## TASK INSTRUCTIONS
Write out again everything from the line containing "Provide the mask of every instance of the overcast" down to the last line, substituting "cloudy sky" for "overcast sky" and leaving all else unchanged.

─── RECORD LIST

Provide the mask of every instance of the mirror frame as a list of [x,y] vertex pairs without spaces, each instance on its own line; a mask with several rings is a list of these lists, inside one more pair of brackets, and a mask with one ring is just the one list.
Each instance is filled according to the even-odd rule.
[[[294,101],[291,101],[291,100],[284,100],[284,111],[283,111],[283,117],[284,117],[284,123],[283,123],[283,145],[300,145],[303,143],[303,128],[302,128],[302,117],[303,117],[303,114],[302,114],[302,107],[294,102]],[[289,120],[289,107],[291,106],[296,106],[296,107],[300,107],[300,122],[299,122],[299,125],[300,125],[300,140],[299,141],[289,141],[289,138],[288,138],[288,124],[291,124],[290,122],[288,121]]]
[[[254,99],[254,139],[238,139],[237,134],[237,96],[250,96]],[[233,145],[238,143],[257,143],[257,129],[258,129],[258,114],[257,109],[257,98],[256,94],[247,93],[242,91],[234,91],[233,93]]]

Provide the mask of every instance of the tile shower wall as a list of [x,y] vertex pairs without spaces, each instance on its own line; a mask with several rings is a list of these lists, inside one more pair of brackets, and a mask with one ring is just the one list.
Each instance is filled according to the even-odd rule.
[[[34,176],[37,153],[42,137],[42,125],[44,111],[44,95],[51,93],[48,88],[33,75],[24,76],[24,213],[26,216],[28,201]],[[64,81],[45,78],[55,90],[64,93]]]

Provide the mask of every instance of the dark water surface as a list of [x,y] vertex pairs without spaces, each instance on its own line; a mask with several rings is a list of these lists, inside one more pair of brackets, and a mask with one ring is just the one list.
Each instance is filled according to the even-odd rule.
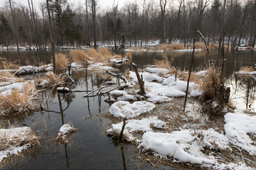
[[[7,53],[0,52],[0,56],[10,60],[17,59],[16,52]],[[48,64],[50,61],[50,54],[45,52],[23,52],[23,60],[26,57],[31,62],[43,61]],[[194,68],[199,70],[206,66],[206,52],[197,52],[195,55]],[[154,60],[161,60],[166,55],[174,58],[173,65],[181,69],[188,69],[191,52],[137,52],[132,53],[132,61],[139,67],[154,64]],[[217,52],[211,52],[210,59],[218,64],[220,55]],[[245,65],[252,66],[256,63],[255,52],[251,51],[238,51],[225,55],[226,77],[233,84],[234,89],[240,93],[242,106],[245,107],[246,96],[250,102],[254,103],[255,81],[252,77],[235,77],[233,73]],[[22,63],[22,62],[21,62]],[[131,66],[127,67],[132,68]],[[102,73],[100,73],[100,74]],[[112,141],[105,135],[106,130],[112,123],[107,115],[110,104],[105,101],[107,96],[82,98],[88,90],[96,89],[102,86],[102,81],[95,72],[90,72],[87,81],[85,72],[77,72],[73,74],[77,81],[73,86],[73,92],[57,94],[46,105],[47,110],[44,113],[35,112],[21,118],[10,118],[12,125],[18,126],[31,126],[41,121],[37,127],[38,133],[41,135],[41,149],[32,156],[25,156],[13,160],[7,164],[6,169],[137,169],[137,165],[142,162],[138,156],[136,147],[132,144],[119,146],[119,143]],[[249,80],[250,81],[249,81]],[[250,83],[249,83],[250,81]],[[250,84],[250,85],[248,85]],[[235,86],[237,89],[235,89]],[[111,88],[110,88],[111,89]],[[249,92],[247,91],[249,89]],[[48,95],[50,90],[42,92],[39,97],[43,100]],[[77,92],[76,92],[77,91]],[[250,95],[247,95],[249,94]],[[239,101],[238,101],[239,102]],[[242,104],[241,104],[242,105]],[[254,107],[254,104],[252,106]],[[61,112],[61,110],[63,110]],[[45,132],[45,124],[47,132]],[[74,128],[79,131],[72,134],[71,144],[60,145],[53,141],[54,136],[63,123],[72,122]],[[171,167],[156,168],[149,163],[139,166],[140,169],[171,169]]]

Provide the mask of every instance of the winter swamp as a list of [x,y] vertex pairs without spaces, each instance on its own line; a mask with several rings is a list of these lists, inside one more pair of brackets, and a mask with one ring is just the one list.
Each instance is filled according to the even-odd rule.
[[191,51],[62,51],[56,74],[50,51],[16,52],[0,52],[1,169],[256,169],[254,51],[222,72],[196,50],[188,88]]

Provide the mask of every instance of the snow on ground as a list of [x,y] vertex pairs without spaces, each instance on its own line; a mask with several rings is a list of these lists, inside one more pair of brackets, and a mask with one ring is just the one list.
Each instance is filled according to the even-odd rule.
[[28,127],[0,129],[0,162],[11,156],[18,155],[33,145],[37,137]]
[[14,83],[10,85],[0,86],[0,94],[4,96],[10,95],[14,89],[18,89],[21,92],[24,84],[28,83],[32,83],[32,81]]
[[256,154],[256,147],[252,145],[255,144],[247,135],[248,133],[256,135],[256,115],[229,113],[224,118],[225,132],[231,142],[250,154]]
[[146,101],[135,101],[132,104],[128,101],[117,101],[110,108],[110,114],[117,118],[134,118],[146,112],[152,110],[156,106]]
[[[188,130],[174,131],[172,133],[148,132],[143,135],[139,146],[183,162],[213,164],[213,160],[200,152],[196,146],[191,144],[195,139],[196,137],[191,135]],[[189,148],[190,152],[186,152],[185,148]]]
[[146,71],[150,73],[156,73],[157,74],[166,74],[169,71],[164,68],[151,68],[146,67]]
[[16,74],[23,74],[27,73],[38,73],[38,72],[42,72],[52,69],[53,67],[51,67],[50,64],[43,65],[39,67],[34,67],[31,65],[21,66],[17,70]]

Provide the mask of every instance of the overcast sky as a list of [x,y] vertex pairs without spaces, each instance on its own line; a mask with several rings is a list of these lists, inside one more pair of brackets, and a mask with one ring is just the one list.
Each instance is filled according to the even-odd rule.
[[[75,8],[78,7],[78,4],[85,4],[85,0],[68,0],[69,3],[73,4]],[[38,6],[40,2],[45,2],[46,0],[33,0],[33,2],[36,4],[36,6]],[[111,7],[113,5],[114,0],[97,0],[98,2],[98,6],[101,8],[107,8],[108,6]],[[126,1],[129,0],[115,0],[115,3],[118,2],[119,6],[122,7],[124,6]],[[0,0],[0,7],[3,7],[6,3],[9,3],[9,0]],[[18,4],[21,4],[23,5],[28,5],[28,0],[11,0],[11,2],[16,2]]]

──────

## RESULT
Provide the mask of every instance of the cloudy sky as a list of [x,y] vertex pairs without spaces, each instance on its own line; a mask with several rings is a list of these lists, inside one more pair of brackets, and a mask with one ring is just the one list.
Each instance is filled according to the even-odd rule.
[[[75,8],[78,7],[78,4],[85,4],[85,0],[68,0],[69,3],[73,4]],[[38,6],[40,2],[45,2],[46,0],[33,0],[33,2],[36,4],[36,6]],[[111,7],[113,5],[114,0],[97,0],[98,2],[98,6],[101,8],[107,8],[108,6]],[[126,1],[129,0],[115,0],[115,3],[118,2],[119,6],[122,7],[124,6]],[[0,0],[0,7],[3,7],[6,3],[9,3],[9,0]],[[18,4],[21,4],[23,5],[28,5],[28,0],[11,0],[11,2],[16,2]]]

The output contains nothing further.